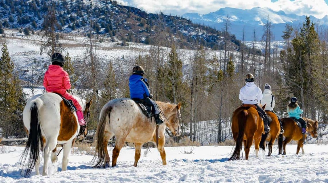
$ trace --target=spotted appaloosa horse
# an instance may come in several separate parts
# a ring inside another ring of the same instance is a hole
[[[74,97],[82,107],[87,122],[92,99],[87,103],[78,97]],[[39,174],[40,153],[42,151],[44,160],[42,175],[48,175],[48,161],[51,153],[52,163],[57,160],[57,144],[63,145],[62,170],[66,170],[70,152],[80,129],[75,112],[65,104],[58,94],[46,93],[35,95],[28,102],[23,111],[23,122],[29,136],[20,159],[21,166],[24,168],[27,159],[27,169],[24,176],[29,176],[34,166],[36,175]],[[81,135],[85,135],[86,133],[86,130],[84,134]],[[23,169],[20,169],[21,174]]]
[[[164,114],[165,123],[158,127],[158,144],[163,165],[166,165],[164,150],[166,127],[170,129],[174,136],[181,134],[179,120],[181,104],[177,105],[156,102]],[[110,158],[107,150],[108,140],[114,135],[116,141],[113,150],[112,166],[116,166],[120,151],[125,141],[134,143],[135,152],[133,166],[137,166],[140,158],[141,146],[144,143],[156,141],[156,123],[151,121],[142,113],[138,105],[129,98],[118,98],[109,102],[100,112],[99,123],[97,127],[97,146],[93,158],[97,162],[94,167],[109,167]]]

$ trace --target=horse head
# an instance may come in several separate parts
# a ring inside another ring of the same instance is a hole
[[[312,120],[306,118],[307,122],[308,128],[309,128],[309,133],[311,135],[312,137],[317,138],[318,137],[318,133],[317,129],[318,129],[318,120],[314,122]]]
[[[172,107],[168,108],[168,110],[165,110],[165,112],[168,114],[167,118],[166,116],[165,125],[167,127],[170,129],[173,136],[178,136],[181,135],[182,131],[180,126],[180,120],[181,119],[181,114],[180,113],[180,108],[181,108],[181,103],[179,102],[177,105],[175,104],[168,104]],[[165,115],[166,114],[164,113]]]
[[[80,133],[81,135],[77,137],[78,139],[84,139],[85,138],[88,134],[88,123],[89,121],[89,118],[90,118],[90,107],[92,104],[92,99],[91,99],[89,102],[87,102],[87,101],[84,100],[82,100],[82,104],[84,104],[81,105],[81,107],[82,107],[83,110],[83,117],[84,117],[86,122],[87,122],[87,125],[84,129],[83,129],[82,128],[80,128],[79,134]],[[82,131],[83,130],[84,130],[84,131]]]

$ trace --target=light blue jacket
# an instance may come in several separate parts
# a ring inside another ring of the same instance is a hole
[[[303,113],[303,110],[301,109],[298,105],[293,109],[290,108],[289,106],[287,106],[287,112],[290,118],[294,117],[298,119],[301,118],[300,115]]]

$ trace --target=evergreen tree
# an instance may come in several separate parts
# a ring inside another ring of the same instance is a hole
[[[6,43],[1,48],[0,59],[0,127],[6,138],[21,137],[24,134],[22,114],[25,100],[14,63]]]
[[[111,62],[108,64],[103,83],[104,90],[101,92],[101,106],[118,97],[116,89],[118,87],[118,84],[115,78],[115,72]]]
[[[72,59],[70,56],[70,54],[67,52],[65,56],[65,63],[63,66],[63,69],[70,76],[70,80],[72,84],[71,90],[74,89],[74,84],[77,81],[78,77],[75,73],[75,68],[73,65]]]

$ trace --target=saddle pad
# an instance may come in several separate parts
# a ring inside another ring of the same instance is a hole
[[[243,104],[241,105],[241,107],[245,108],[253,108],[255,109],[256,109],[256,106],[252,104]]]
[[[293,120],[293,121],[295,121],[295,123],[296,123],[296,125],[298,126],[298,127],[299,127],[300,128],[302,127],[302,125],[301,125],[301,123],[298,122],[298,121],[297,120],[297,119],[296,118],[295,118],[294,117],[291,117],[289,118],[292,119],[292,120]]]
[[[147,104],[141,99],[133,99],[132,100],[134,101],[139,107],[141,109],[142,113],[144,114],[149,118],[153,117],[153,114],[152,113],[152,107],[148,106]]]
[[[61,96],[61,95],[57,93],[54,93],[60,96],[60,97],[62,97],[63,101],[64,101],[64,103],[65,104],[65,105],[69,107],[70,108],[71,110],[74,111],[76,111],[77,110],[76,109],[76,108],[75,107],[75,106],[74,106],[74,104],[73,103],[73,101],[72,101],[71,100],[69,100],[63,97],[63,96]]]

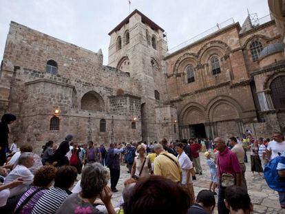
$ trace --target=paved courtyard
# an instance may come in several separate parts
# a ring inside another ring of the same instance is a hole
[[[201,164],[203,169],[203,175],[197,175],[197,180],[193,181],[195,194],[202,189],[208,189],[210,178],[209,167],[205,162],[205,158],[202,153],[200,153]],[[250,158],[249,159],[250,160]],[[271,189],[266,184],[262,176],[257,175],[252,175],[251,172],[251,163],[246,164],[246,178],[247,186],[249,189],[249,194],[251,197],[251,202],[253,204],[253,213],[285,213],[284,211],[282,211],[279,204],[278,194],[276,191]],[[127,173],[127,168],[125,166],[121,166],[121,174],[117,186],[119,191],[118,193],[114,193],[112,196],[113,205],[116,207],[118,204],[122,191],[124,188],[123,182],[129,178],[129,174]],[[216,203],[218,197],[215,196]],[[215,208],[215,213],[218,213],[217,206]]]

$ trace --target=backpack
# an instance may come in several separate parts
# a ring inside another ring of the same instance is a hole
[[[136,156],[136,149],[130,148],[127,154],[125,156],[125,161],[127,164],[132,164],[134,162],[134,157]]]
[[[70,157],[70,164],[71,166],[76,166],[78,162],[78,159],[77,158],[77,150],[72,151],[72,155]]]
[[[106,166],[109,168],[112,167],[114,162],[114,149],[109,149],[107,153]]]
[[[280,156],[272,159],[264,167],[264,178],[270,188],[277,192],[285,192],[285,181],[281,181],[276,169]]]

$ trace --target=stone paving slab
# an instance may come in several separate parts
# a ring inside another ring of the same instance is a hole
[[[210,172],[208,165],[206,163],[205,158],[202,153],[200,153],[201,166],[203,169],[202,175],[196,175],[197,180],[193,181],[195,195],[202,189],[208,189],[210,182]],[[249,158],[250,160],[250,158]],[[254,175],[251,172],[251,163],[246,163],[246,179],[247,182],[248,191],[251,202],[253,204],[253,213],[260,214],[285,214],[285,211],[282,211],[279,204],[278,193],[271,189],[266,184],[262,175]],[[124,182],[130,178],[130,175],[127,173],[127,167],[122,165],[120,167],[120,176],[118,182],[118,193],[113,193],[112,202],[114,207],[118,206],[122,191],[124,189]],[[80,179],[78,176],[78,180]],[[218,192],[218,189],[217,189]],[[218,213],[217,202],[218,196],[215,195],[216,206],[214,213]]]
[[[200,153],[201,165],[203,169],[202,175],[196,175],[197,180],[193,181],[195,195],[197,196],[198,193],[202,189],[207,189],[209,184],[210,173],[209,167],[206,163],[205,158],[202,153]],[[249,160],[250,160],[249,157]],[[246,179],[249,189],[249,194],[253,204],[253,213],[284,213],[279,204],[278,194],[276,191],[271,189],[266,184],[263,176],[252,175],[251,172],[251,163],[246,163]],[[127,173],[127,167],[125,165],[121,166],[120,180],[118,183],[118,193],[113,194],[112,201],[113,205],[116,207],[118,204],[123,189],[124,181],[129,178],[130,175]],[[218,191],[218,190],[217,190]],[[216,203],[218,202],[218,196],[215,196]],[[218,213],[217,206],[215,208],[214,213]]]

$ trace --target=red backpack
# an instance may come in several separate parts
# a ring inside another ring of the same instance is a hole
[[[71,166],[76,166],[78,162],[78,159],[77,158],[77,149],[72,149],[72,155],[70,157],[70,164]]]

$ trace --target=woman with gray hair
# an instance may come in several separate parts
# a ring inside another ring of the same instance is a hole
[[[108,213],[116,213],[111,202],[111,189],[107,186],[109,178],[107,170],[102,164],[87,164],[82,171],[81,191],[69,196],[56,213],[103,213],[94,206],[98,197],[104,203]]]

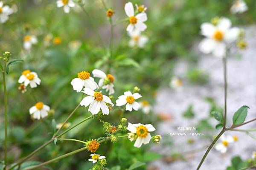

• **Task directions**
Show each line of the listing above that contains the string "backpack". Case counts.

• **Task output**
$ trace --target=backpack
$ trace --target=red backpack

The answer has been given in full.